**Available records:**
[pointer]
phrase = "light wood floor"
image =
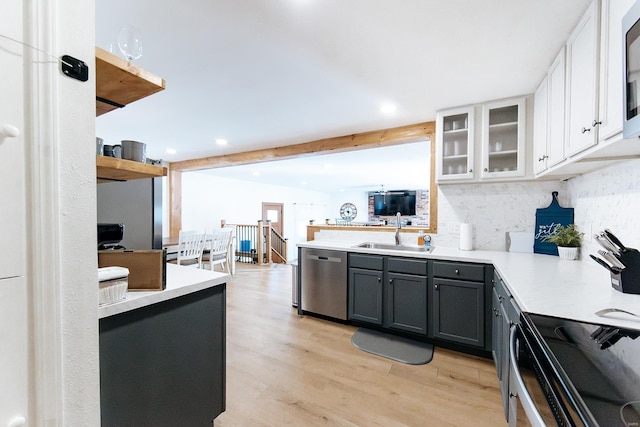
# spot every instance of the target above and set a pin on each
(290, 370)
---
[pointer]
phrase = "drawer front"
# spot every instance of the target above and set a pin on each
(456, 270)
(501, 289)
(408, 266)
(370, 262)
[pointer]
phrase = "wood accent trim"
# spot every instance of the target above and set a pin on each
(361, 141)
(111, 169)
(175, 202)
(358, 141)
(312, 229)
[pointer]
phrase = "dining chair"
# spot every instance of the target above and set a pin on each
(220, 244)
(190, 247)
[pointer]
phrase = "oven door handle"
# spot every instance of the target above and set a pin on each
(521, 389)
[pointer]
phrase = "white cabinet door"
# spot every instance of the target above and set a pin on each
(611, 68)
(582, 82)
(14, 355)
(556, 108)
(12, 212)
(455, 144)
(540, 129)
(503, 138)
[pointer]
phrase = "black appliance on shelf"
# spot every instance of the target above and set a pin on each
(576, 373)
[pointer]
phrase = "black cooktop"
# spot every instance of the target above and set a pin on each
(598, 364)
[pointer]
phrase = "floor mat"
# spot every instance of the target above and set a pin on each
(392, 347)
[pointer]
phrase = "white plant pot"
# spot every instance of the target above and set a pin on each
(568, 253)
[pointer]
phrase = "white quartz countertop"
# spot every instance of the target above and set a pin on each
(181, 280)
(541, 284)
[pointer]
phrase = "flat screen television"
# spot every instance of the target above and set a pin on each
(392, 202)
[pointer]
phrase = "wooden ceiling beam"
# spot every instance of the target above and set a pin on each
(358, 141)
* * *
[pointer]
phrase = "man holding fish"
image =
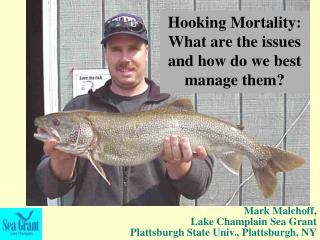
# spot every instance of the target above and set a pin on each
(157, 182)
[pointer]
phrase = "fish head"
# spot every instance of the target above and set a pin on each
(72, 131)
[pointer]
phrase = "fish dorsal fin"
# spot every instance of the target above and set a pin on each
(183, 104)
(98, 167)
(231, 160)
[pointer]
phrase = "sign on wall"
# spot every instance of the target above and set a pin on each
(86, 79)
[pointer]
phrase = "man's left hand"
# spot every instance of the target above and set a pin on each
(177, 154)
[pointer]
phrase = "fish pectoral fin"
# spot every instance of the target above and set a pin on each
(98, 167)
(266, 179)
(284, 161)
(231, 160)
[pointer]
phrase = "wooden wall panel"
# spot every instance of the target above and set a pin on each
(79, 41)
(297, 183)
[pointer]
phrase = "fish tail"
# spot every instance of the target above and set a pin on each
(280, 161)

**What to produce:** Search the records above for the string "floor". Copy every line that contains it.

**Solution below:**
phrase = "light wood floor"
phrase = "floor mat"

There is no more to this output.